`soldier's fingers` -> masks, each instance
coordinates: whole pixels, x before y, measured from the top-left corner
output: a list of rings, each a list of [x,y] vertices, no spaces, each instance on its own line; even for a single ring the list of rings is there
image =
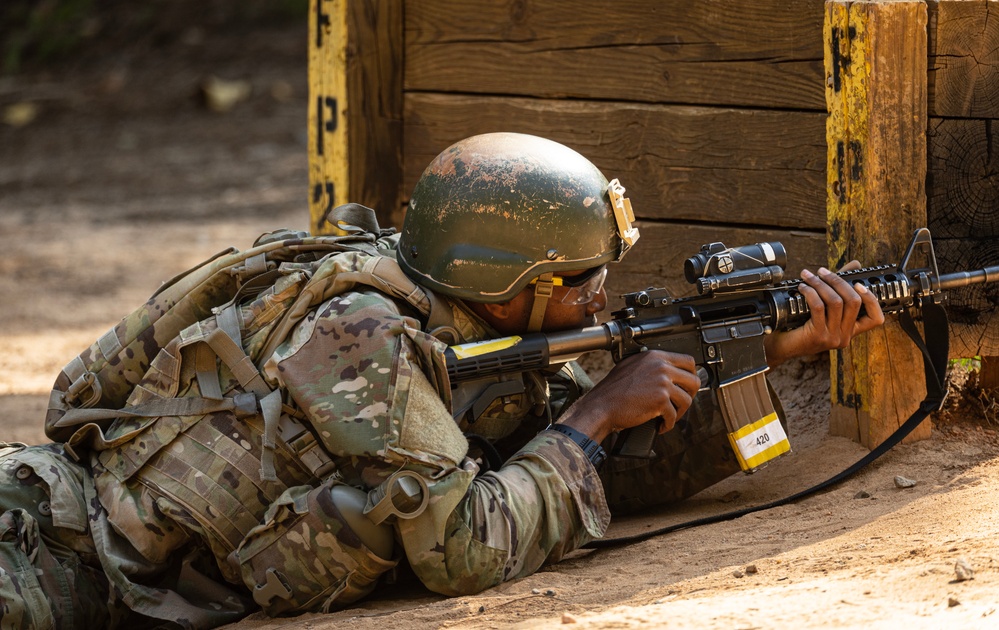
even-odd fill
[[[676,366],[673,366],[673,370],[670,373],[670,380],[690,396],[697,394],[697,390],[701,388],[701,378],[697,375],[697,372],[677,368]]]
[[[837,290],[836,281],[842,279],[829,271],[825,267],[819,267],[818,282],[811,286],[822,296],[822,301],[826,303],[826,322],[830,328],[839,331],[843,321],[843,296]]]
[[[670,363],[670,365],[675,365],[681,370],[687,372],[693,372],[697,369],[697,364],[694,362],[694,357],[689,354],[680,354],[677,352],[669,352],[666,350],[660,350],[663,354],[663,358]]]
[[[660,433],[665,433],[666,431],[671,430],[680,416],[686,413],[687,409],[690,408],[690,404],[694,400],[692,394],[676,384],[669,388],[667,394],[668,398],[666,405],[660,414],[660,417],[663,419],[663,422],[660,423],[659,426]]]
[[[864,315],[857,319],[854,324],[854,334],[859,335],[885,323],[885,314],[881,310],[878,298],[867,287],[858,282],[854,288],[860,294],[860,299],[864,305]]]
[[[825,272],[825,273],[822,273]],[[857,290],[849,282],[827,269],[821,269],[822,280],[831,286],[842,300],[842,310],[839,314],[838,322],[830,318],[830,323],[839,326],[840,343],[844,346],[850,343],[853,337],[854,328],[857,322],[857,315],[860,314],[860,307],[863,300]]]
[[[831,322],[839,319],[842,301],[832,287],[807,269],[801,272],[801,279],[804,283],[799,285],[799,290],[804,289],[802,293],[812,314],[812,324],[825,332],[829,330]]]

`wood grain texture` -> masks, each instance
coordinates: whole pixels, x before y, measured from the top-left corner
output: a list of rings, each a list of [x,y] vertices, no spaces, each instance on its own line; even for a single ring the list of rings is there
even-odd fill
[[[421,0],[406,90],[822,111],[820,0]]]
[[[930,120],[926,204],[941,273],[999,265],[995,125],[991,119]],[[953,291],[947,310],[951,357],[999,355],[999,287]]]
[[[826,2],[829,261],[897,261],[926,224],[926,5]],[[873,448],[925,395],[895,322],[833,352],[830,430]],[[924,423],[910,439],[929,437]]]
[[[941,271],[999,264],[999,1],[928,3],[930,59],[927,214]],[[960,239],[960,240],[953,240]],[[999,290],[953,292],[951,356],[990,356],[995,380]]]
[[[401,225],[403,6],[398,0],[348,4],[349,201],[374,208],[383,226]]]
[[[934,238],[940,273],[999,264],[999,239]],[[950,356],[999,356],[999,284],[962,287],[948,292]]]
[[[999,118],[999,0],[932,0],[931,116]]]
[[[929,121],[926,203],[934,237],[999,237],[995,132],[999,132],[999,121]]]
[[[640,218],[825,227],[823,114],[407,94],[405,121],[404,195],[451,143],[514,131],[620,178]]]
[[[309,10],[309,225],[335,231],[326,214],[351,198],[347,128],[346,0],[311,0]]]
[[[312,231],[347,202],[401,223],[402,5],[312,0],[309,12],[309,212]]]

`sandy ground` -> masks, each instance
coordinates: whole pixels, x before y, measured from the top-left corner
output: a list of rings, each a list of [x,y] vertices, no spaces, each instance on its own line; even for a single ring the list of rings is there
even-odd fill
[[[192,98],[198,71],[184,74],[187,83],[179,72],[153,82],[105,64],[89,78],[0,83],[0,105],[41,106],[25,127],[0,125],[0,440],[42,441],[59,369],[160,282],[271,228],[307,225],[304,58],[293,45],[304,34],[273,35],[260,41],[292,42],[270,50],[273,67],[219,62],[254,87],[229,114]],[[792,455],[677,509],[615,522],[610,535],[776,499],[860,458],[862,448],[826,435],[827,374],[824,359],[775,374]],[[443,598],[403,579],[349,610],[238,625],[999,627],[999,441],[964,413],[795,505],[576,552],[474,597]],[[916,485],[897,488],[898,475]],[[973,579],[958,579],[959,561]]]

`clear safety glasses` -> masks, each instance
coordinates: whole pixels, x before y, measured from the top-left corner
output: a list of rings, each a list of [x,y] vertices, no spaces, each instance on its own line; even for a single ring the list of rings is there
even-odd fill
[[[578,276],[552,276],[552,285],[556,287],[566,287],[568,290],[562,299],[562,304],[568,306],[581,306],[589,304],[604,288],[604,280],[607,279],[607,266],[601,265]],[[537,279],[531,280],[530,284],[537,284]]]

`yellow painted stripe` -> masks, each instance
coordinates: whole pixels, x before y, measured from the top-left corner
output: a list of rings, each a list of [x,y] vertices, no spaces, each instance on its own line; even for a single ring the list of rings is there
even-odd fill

§ WHAT TO DO: Could you copy each line above exactly as written, minus any pictures?

§ RESULT OF THE EXERCISE:
`soldier's fingers` -> masks, each instance
coordinates: whole pixels, x before y, measured from the top-left corner
output: a list of rings, each a list of [x,y] vertices, no spaces, each instance on its own line; even for a single ring the list of rings is there
image =
even-odd fill
[[[676,366],[673,366],[673,370],[670,373],[670,380],[690,396],[697,394],[697,390],[701,388],[701,378],[697,375],[697,372],[677,368]]]
[[[837,290],[836,281],[842,279],[829,271],[825,267],[819,267],[818,282],[811,286],[822,296],[822,301],[826,303],[826,322],[830,328],[839,331],[843,321],[843,296]]]
[[[670,363],[670,365],[675,365],[681,370],[687,372],[693,372],[697,369],[697,364],[694,362],[694,357],[689,354],[680,354],[677,352],[669,352],[666,350],[660,350],[663,354],[663,358]]]
[[[660,433],[665,433],[666,431],[671,430],[680,416],[686,413],[687,409],[690,408],[690,404],[694,400],[692,394],[676,384],[669,388],[667,394],[668,398],[666,405],[660,414],[660,417],[663,419],[663,422],[660,423],[659,426]]]
[[[864,315],[857,319],[854,324],[854,334],[859,335],[885,323],[885,314],[881,310],[878,298],[867,287],[858,282],[854,288],[860,294],[860,299],[864,305]]]
[[[825,272],[825,273],[822,273]],[[857,290],[849,282],[827,269],[821,269],[822,280],[831,286],[842,300],[842,310],[839,314],[838,322],[830,318],[830,323],[839,326],[840,343],[844,346],[850,343],[853,337],[854,328],[857,322],[857,315],[860,314],[860,307],[863,300]]]
[[[831,322],[839,319],[842,301],[832,287],[807,269],[801,272],[801,279],[804,283],[799,285],[799,290],[804,289],[802,293],[812,314],[812,324],[825,332],[829,330]]]

`wood grain texture` -> masks, each instance
coordinates: whole pixels, x before y, measured from the top-left corner
output: a list of rings, each a list of [x,y] vertices, no spaces, each instance on its own line; even for a single ring the list of rings is there
even-odd fill
[[[421,0],[406,90],[822,111],[820,0]]]
[[[930,120],[926,204],[941,273],[999,265],[995,125],[991,119]],[[953,291],[947,310],[951,357],[999,355],[999,287]]]
[[[826,2],[829,261],[897,261],[926,224],[926,5]],[[873,448],[925,395],[895,322],[833,352],[830,430]],[[924,423],[910,439],[929,437]]]
[[[941,271],[999,264],[999,1],[928,3],[930,59],[927,214]],[[960,239],[960,240],[953,240]],[[999,290],[953,292],[951,356],[990,356],[995,380]]]
[[[401,225],[403,6],[398,0],[348,4],[349,201],[374,208],[383,226]]]
[[[934,238],[940,273],[999,264],[999,239]],[[950,356],[999,356],[999,284],[962,287],[948,292]]]
[[[999,118],[999,0],[932,0],[931,116]]]
[[[929,121],[926,203],[934,237],[999,237],[995,132],[999,132],[999,121]]]
[[[640,218],[825,227],[823,114],[407,94],[405,121],[404,195],[451,143],[514,131],[620,178]]]
[[[309,10],[309,225],[335,231],[326,214],[351,198],[347,128],[346,0],[311,0]]]
[[[312,231],[347,202],[401,223],[402,5],[312,0],[309,12],[309,212]]]

`sandy ground` -> masks, each instance
coordinates: whole pixels, x before y, measured from the top-left corner
output: a list of rings, each a list of [x,y] vertices, no spaces, each instance on its own line; even for a single ring the list of rings is there
even-odd fill
[[[192,98],[198,71],[184,74],[187,83],[179,72],[153,82],[105,64],[89,78],[0,83],[0,105],[41,106],[25,127],[0,125],[0,440],[42,441],[59,369],[160,282],[271,228],[307,225],[304,58],[293,45],[304,34],[273,35],[260,41],[292,42],[270,50],[273,67],[219,62],[254,87],[229,114]],[[792,455],[677,509],[615,522],[610,535],[776,499],[860,458],[862,448],[826,435],[827,374],[824,359],[775,374]],[[443,598],[403,579],[349,610],[238,625],[999,627],[999,441],[964,413],[795,505],[576,552],[474,597]],[[916,485],[897,488],[898,475]],[[973,579],[958,579],[959,561]]]

`clear safety glasses` -> masks, each instance
coordinates: whole pixels, x before y, measured from the top-left corner
output: a list of rings, each a list of [x,y] vertices, no spaces, each instance on its own line; even for a single ring the list of rings is there
even-odd fill
[[[578,276],[552,276],[552,285],[556,287],[566,287],[568,290],[562,299],[562,304],[568,306],[581,306],[589,304],[604,288],[604,280],[607,279],[607,266],[601,265]],[[537,279],[531,280],[530,284],[537,284]]]

`yellow painted stripe` -> masks, each instance
coordinates: whole pixels, x before y, measured from the top-left corner
output: a list of rings, each a list of [x,y] vertices, no spaces, each instance on its own line; even for a single ring the list of rings is there
even-odd fill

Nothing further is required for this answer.